--- Set problem ---
Retype exactly the lines that run from the line with "Each instance of the brown and" to the final line of the entries, keeping both ends and nothing else.

--- Data for the task ---
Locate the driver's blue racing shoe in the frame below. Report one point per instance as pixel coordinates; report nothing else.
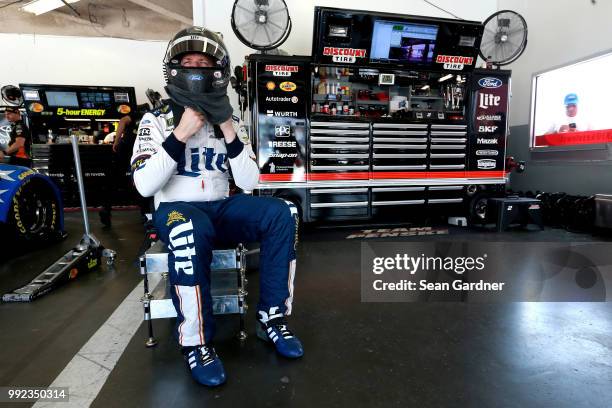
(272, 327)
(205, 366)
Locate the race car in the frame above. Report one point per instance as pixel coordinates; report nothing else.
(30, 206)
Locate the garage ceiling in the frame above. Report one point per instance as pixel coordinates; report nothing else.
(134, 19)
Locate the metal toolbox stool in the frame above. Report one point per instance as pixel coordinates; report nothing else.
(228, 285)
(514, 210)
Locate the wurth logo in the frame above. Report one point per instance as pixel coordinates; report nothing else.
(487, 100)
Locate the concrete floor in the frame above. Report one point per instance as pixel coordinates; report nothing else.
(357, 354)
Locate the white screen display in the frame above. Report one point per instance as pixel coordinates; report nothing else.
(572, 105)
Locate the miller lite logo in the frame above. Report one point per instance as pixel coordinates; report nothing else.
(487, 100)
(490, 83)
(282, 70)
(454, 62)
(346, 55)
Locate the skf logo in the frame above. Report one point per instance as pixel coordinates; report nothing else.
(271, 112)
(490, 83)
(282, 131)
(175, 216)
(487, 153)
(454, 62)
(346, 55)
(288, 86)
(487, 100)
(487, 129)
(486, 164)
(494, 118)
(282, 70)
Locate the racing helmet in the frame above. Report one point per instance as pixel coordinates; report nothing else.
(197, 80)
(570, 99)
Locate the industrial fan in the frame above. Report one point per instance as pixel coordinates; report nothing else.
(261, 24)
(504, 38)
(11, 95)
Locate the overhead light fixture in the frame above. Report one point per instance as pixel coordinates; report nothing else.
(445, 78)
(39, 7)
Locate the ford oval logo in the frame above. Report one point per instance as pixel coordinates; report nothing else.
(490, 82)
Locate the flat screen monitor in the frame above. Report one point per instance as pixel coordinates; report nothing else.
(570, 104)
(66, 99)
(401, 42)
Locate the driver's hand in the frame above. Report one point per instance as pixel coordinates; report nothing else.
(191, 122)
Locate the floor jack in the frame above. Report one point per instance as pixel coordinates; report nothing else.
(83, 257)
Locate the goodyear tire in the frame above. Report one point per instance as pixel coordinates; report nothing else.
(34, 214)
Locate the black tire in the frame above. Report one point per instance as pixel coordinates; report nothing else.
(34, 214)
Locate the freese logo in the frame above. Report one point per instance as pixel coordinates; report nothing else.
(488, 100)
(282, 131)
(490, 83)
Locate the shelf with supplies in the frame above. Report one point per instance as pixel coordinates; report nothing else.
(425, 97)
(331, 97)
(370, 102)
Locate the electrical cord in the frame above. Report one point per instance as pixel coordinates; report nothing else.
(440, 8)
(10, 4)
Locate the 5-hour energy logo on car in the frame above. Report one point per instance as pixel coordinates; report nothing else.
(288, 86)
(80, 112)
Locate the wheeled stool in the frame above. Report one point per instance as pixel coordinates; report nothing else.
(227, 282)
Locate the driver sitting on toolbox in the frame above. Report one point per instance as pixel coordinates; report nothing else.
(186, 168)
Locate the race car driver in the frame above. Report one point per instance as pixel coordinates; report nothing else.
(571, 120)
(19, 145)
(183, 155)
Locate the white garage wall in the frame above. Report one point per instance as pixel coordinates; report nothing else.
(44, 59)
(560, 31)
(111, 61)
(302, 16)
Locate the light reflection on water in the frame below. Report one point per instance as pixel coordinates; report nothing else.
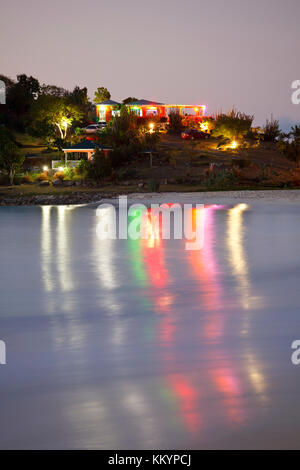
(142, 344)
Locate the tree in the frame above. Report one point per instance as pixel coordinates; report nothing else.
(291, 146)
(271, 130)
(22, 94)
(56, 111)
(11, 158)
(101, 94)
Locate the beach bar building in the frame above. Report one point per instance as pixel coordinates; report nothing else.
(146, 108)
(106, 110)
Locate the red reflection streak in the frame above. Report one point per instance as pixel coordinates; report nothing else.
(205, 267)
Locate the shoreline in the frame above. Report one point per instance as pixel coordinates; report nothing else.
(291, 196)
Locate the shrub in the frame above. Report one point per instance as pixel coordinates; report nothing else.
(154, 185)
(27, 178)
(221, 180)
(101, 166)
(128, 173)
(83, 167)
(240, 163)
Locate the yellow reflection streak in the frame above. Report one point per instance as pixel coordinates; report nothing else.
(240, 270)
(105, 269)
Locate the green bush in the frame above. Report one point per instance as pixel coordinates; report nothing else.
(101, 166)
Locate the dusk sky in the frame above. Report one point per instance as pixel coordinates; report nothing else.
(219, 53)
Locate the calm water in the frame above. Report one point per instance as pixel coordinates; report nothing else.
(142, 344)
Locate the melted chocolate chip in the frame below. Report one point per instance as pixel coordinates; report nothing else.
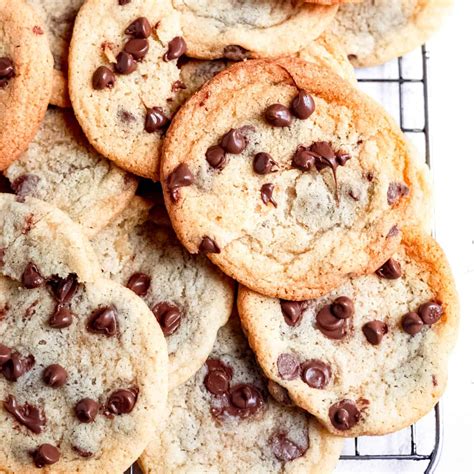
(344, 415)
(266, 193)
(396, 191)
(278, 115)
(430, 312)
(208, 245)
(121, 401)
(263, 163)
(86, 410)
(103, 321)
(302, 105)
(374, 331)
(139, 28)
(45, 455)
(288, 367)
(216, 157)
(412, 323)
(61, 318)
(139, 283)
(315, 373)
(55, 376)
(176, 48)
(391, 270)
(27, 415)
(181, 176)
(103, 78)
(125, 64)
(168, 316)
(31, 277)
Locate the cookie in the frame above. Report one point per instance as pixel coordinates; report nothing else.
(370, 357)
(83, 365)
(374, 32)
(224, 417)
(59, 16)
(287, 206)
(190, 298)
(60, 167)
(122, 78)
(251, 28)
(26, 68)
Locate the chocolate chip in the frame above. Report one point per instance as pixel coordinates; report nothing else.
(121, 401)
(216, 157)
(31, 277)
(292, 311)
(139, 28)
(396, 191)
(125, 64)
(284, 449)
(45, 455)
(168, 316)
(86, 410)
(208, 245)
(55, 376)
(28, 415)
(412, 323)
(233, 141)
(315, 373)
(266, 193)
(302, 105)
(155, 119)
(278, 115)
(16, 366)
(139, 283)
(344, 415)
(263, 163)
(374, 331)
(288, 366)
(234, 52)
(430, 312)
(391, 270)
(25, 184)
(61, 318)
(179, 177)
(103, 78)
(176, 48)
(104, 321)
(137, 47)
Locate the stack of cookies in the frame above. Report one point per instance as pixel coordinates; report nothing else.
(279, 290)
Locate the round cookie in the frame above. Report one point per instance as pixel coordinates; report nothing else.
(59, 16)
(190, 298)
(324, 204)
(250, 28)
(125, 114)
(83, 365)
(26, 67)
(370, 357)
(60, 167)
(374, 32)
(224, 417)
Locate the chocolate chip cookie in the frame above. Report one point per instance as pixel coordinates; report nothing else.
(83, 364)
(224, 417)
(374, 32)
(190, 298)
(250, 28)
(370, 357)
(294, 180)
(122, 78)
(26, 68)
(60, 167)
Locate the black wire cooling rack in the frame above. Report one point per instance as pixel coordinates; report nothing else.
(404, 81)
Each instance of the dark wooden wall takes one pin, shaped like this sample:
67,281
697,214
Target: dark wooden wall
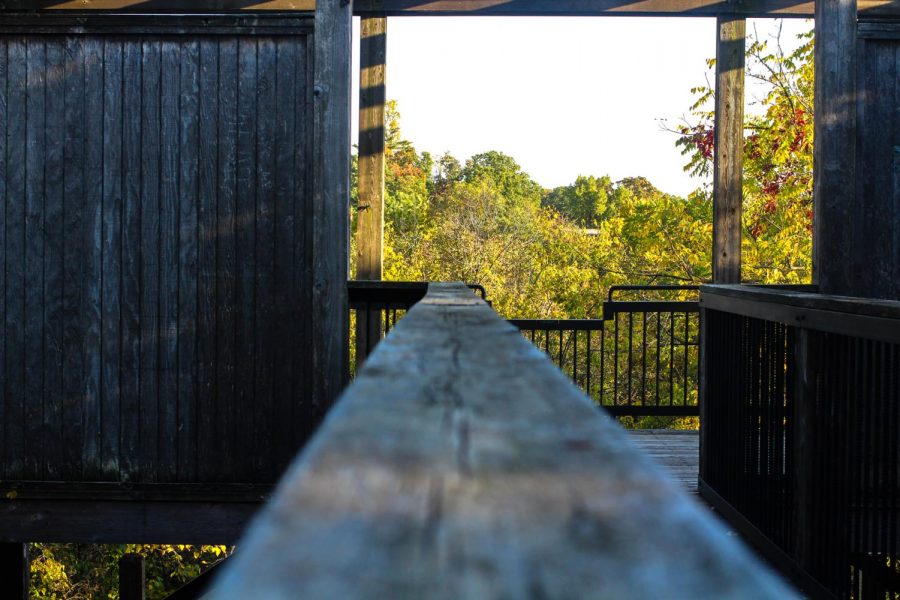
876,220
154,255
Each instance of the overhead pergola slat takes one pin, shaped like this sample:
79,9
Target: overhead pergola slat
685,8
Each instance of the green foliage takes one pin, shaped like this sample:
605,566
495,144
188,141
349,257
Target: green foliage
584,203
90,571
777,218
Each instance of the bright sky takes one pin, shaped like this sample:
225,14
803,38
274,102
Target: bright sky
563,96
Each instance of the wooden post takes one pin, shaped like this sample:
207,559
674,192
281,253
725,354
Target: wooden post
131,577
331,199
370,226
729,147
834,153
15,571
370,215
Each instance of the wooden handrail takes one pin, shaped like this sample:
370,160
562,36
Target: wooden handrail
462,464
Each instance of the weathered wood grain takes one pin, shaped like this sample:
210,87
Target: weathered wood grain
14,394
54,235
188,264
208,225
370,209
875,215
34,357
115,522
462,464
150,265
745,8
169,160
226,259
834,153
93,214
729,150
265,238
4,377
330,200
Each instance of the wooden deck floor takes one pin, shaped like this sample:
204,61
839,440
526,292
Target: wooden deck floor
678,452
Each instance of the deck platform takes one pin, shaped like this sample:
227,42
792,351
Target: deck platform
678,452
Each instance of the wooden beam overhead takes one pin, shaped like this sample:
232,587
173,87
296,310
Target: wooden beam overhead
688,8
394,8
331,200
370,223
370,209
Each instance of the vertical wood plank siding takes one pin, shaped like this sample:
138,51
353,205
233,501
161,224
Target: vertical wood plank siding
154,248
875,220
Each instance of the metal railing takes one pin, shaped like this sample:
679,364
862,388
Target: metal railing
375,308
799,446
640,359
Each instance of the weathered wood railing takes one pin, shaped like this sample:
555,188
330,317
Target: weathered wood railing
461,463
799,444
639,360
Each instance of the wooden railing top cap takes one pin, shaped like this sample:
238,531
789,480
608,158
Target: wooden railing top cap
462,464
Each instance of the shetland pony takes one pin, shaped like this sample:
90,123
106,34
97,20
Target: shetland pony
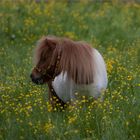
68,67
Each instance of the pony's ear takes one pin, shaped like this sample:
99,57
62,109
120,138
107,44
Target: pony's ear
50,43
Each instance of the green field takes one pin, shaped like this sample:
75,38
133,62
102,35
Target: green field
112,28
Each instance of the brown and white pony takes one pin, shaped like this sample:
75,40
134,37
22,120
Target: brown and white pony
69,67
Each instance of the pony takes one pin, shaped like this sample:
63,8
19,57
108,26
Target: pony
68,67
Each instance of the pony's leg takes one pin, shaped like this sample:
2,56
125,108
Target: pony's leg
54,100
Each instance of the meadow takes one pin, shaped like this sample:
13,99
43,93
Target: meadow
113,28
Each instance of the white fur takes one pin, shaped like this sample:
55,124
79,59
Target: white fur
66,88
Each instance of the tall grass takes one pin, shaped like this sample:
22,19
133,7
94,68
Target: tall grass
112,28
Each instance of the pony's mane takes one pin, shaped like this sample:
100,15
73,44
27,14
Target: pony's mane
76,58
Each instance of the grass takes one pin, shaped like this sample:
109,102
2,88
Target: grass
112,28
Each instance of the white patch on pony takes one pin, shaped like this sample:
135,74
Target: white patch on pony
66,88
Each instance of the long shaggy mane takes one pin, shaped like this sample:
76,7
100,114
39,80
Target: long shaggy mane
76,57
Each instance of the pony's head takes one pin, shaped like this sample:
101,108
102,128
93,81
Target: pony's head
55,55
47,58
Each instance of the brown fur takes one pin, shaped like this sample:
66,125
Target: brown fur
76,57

--- Task answer ---
Each instance of the brown and white pony takes one pin, shaped like this sample:
75,40
134,37
22,120
Target: brown and white pony
69,67
Each instance of the pony takes one pin, shaped like this sample:
63,8
19,57
108,26
Target: pony
68,67
Each instance of the pony's leg takes one pin, shaped like this sample:
2,56
125,108
Target: pony's leg
54,100
Each instance of the meadow takes one pin, shaped like this sample:
13,99
43,93
Target: meadow
113,28
Each instance of the white fur takes one pin, shaped like this sample:
55,124
79,59
Target: white fur
66,88
Each instance of the tall grass takes one pin, shaped like this sample:
22,19
133,7
94,68
Target: tall grass
112,28
Each instance of the pony's mane takes one pin, shaped like this sample:
100,15
73,44
27,14
Target: pony's mane
76,58
Each instance of the grass takes one pin, shaped like this sample:
109,102
2,88
Target: grass
112,28
Each instance of the white patch on pony takes one pin, shaped like this sample:
135,74
Target: white patch on pony
66,88
Each instance of the long shaggy mane takes one pin, shaped like this sample:
76,7
100,114
39,80
Target: long shaggy mane
76,57
Each instance of the pony's head takes one pin, shaped like this sample:
101,108
102,128
93,81
Target: pony's head
55,55
47,58
Each instance of the brown fur takes one pin, shaped like this sample:
66,125
Target: brown fur
76,57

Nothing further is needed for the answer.